[Dataset entries]

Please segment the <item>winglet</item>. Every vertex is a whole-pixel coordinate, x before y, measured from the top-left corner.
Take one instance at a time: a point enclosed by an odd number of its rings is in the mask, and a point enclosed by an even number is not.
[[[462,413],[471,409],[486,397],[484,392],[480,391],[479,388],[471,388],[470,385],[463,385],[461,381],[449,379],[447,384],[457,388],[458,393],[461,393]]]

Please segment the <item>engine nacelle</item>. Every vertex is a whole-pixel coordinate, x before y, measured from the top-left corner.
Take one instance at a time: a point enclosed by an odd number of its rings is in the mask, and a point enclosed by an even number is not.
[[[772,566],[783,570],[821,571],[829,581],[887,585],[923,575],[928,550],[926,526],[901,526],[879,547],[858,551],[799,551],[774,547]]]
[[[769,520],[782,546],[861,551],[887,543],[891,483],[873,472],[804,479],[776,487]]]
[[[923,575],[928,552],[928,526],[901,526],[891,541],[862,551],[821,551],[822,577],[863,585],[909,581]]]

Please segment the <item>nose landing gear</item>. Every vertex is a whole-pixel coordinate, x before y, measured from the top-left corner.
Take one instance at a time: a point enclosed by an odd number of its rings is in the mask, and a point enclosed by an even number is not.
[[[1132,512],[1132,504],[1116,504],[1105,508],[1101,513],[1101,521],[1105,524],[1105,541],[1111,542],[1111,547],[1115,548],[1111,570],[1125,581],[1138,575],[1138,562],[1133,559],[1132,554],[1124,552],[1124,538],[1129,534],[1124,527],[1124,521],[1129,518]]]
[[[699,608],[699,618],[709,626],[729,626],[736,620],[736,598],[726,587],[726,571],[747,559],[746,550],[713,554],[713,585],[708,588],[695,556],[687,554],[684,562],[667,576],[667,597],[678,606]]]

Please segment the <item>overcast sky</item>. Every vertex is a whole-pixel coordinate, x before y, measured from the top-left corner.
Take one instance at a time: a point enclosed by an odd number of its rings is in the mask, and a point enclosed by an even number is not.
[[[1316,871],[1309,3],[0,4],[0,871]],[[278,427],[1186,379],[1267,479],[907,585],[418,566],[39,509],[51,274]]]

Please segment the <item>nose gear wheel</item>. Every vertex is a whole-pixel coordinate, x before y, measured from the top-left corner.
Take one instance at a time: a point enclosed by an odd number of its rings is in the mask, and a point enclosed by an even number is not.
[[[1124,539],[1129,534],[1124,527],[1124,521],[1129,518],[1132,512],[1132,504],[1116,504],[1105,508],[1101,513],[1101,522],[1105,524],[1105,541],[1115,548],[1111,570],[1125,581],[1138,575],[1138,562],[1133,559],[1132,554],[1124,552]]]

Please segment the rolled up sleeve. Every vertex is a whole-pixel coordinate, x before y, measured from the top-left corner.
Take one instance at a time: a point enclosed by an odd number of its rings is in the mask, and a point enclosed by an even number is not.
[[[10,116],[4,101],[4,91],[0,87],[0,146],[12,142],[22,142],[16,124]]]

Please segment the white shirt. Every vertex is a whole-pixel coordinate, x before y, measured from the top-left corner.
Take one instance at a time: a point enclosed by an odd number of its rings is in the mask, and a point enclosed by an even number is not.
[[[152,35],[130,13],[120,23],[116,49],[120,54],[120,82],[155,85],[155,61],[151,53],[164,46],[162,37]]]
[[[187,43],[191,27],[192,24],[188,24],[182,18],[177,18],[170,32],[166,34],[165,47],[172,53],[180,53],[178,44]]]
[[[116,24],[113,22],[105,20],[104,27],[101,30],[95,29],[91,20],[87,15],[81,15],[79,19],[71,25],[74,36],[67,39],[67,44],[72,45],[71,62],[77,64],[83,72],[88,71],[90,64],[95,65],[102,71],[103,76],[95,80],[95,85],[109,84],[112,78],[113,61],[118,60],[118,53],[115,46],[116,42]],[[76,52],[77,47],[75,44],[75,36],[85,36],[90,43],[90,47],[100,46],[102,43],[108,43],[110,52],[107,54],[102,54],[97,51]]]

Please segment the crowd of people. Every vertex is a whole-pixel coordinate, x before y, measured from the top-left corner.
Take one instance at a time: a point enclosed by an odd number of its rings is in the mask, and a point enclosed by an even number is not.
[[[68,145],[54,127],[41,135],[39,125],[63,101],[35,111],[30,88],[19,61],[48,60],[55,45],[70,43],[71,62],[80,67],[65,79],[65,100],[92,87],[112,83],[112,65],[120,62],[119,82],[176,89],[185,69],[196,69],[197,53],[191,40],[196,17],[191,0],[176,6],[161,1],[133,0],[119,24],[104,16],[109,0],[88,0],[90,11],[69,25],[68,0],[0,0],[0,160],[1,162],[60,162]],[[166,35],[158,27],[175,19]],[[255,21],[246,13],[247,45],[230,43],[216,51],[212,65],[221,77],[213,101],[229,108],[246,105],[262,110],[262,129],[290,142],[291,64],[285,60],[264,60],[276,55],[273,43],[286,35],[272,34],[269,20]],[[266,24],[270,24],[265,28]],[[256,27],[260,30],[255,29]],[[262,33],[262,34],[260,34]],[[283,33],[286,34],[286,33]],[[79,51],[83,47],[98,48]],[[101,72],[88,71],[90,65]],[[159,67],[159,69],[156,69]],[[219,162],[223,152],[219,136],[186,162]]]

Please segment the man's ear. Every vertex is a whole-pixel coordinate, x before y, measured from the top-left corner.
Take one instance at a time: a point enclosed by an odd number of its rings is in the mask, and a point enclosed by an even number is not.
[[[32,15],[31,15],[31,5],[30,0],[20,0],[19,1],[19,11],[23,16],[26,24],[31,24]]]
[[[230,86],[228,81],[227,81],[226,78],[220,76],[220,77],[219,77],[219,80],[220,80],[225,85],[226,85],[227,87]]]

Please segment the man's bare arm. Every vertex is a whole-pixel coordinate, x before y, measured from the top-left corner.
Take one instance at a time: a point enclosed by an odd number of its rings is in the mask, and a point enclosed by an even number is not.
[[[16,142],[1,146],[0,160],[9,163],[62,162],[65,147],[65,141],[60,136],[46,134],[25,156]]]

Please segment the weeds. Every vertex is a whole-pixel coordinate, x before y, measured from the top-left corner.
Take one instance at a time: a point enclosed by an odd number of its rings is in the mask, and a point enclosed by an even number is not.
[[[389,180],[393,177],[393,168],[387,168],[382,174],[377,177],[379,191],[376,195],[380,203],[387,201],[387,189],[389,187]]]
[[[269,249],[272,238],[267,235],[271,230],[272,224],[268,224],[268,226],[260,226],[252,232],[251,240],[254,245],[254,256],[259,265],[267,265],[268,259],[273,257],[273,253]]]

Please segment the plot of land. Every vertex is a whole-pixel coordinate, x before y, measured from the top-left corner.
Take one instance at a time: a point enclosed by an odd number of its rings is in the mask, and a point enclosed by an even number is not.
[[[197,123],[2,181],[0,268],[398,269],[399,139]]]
---
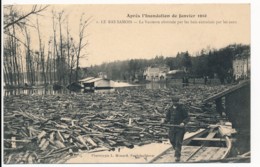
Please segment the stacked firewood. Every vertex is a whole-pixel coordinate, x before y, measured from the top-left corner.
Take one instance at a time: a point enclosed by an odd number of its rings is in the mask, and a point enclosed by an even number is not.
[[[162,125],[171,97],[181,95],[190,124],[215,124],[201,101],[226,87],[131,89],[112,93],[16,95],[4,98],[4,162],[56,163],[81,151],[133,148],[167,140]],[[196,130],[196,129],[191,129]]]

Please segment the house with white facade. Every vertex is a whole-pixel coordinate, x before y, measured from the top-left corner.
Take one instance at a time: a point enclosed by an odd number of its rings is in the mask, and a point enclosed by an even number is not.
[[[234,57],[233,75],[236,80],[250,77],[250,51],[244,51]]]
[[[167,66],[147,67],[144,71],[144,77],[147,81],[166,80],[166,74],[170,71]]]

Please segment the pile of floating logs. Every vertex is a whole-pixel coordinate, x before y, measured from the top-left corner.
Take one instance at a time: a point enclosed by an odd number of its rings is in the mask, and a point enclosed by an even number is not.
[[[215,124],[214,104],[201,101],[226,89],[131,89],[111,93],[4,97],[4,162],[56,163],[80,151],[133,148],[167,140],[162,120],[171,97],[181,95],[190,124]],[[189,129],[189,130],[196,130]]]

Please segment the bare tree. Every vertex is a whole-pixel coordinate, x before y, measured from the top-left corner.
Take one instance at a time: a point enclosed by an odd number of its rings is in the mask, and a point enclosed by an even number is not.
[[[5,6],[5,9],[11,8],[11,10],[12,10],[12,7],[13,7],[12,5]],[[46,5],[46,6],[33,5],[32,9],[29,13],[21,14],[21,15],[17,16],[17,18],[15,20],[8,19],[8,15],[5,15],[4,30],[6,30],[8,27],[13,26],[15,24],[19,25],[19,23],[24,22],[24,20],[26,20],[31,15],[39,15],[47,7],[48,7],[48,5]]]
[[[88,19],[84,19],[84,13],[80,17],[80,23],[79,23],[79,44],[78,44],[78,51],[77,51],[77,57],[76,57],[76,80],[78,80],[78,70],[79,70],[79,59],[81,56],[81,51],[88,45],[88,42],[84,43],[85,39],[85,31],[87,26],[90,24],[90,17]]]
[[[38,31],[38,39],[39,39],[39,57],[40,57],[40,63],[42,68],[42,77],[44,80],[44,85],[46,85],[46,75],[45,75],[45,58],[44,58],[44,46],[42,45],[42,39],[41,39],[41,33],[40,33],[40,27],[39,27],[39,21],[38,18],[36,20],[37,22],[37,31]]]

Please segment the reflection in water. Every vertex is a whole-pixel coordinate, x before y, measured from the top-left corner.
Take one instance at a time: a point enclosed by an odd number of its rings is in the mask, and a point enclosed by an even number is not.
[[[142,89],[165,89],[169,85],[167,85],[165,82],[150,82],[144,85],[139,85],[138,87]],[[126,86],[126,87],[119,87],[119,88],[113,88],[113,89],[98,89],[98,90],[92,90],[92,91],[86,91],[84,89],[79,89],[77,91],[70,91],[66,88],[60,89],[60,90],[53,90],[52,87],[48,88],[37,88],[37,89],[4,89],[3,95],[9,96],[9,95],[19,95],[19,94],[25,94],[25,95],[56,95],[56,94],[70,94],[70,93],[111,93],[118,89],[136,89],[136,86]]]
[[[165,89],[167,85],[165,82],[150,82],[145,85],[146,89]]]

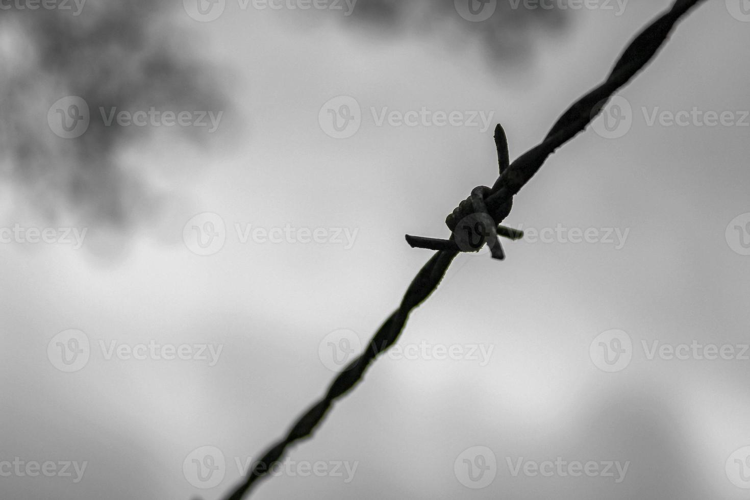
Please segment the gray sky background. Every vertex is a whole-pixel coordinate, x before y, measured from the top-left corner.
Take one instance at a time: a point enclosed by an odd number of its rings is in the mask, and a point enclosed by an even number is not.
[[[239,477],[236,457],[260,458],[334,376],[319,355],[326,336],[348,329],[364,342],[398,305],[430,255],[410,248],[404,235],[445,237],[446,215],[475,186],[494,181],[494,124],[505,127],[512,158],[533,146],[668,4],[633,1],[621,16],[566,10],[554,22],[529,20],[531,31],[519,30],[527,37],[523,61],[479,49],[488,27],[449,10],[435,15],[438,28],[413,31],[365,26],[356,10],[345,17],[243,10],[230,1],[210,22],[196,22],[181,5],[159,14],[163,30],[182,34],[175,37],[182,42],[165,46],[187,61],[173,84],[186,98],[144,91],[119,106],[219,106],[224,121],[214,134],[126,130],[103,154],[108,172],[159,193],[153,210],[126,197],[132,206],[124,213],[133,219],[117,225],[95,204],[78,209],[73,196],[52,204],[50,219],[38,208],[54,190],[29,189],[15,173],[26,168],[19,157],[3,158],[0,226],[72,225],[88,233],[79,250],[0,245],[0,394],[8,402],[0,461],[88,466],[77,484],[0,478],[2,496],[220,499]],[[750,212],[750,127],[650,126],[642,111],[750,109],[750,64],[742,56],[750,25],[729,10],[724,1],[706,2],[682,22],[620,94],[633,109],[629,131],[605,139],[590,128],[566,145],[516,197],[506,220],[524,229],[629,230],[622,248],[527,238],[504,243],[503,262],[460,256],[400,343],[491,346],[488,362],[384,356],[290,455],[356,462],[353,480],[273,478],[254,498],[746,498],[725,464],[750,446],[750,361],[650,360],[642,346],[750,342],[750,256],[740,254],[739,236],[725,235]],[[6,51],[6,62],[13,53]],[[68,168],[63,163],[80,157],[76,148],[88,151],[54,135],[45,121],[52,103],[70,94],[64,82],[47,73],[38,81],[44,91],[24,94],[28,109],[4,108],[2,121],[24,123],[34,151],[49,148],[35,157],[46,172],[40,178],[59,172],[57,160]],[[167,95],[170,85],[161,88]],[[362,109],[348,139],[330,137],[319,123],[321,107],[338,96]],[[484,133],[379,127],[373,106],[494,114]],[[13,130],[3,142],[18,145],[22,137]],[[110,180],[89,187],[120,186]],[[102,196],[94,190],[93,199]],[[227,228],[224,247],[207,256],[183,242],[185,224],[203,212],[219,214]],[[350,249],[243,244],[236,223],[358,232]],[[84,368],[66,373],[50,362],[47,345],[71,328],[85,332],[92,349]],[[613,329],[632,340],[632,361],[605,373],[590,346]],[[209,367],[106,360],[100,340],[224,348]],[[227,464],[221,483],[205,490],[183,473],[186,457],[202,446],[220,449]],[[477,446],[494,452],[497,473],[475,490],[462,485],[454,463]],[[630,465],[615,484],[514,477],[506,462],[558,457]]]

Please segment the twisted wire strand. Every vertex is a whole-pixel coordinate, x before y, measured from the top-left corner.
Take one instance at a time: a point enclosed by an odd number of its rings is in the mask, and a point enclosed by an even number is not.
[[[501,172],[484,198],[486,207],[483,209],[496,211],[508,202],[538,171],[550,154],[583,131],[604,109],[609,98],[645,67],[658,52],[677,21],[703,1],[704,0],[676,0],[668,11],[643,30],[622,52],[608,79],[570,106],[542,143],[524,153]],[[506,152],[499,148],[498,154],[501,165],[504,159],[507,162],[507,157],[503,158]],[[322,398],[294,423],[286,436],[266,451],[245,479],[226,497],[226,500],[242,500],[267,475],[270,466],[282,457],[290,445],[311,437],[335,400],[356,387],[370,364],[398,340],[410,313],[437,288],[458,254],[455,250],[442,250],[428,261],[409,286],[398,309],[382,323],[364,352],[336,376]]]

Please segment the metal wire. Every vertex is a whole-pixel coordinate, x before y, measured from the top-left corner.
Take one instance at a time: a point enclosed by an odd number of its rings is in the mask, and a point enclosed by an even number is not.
---
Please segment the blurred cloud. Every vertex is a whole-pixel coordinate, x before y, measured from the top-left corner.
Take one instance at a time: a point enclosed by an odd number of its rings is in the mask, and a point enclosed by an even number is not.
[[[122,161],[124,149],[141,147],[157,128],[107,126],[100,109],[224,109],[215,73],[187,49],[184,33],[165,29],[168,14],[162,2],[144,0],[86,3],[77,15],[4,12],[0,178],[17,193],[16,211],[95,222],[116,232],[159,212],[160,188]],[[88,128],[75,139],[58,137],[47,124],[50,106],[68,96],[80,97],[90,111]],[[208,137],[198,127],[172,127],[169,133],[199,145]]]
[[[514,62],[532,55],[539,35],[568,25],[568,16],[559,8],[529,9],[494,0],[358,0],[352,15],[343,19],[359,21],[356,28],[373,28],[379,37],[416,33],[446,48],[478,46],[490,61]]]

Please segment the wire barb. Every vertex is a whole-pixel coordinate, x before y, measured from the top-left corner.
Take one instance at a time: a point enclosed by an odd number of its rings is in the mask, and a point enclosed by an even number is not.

**Task to carry out**
Pull out each line of the entries above that contains the string "wire", treating uppercase and lowercase as different. Copy every matching line in full.

**Solution for this task**
Please segment the twisted wire strand. Every vertex is a whole-pixel coordinate, x before y, measured from the top-left corner.
Please segment the metal wire. Every vertex is a whole-pixel coordinate, x before y, measured from the top-left corner.
Please segment the wire barb. Every vertex is a whole-pixel coordinate, x before y, measured from the top-left corner.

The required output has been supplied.